What is required:
Pull every line out of the material below and reproduce each one character for character.

Record set:
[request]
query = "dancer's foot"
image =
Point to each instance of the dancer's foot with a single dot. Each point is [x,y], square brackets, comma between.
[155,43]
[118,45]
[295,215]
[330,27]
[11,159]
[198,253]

Output for this exercise:
[request]
query = "dancer's foot"
image =
Point to each instance of the dancer's foot with a single dot. Each point is [x,y], square brackets, comma between.
[155,43]
[118,45]
[295,215]
[330,27]
[11,159]
[198,253]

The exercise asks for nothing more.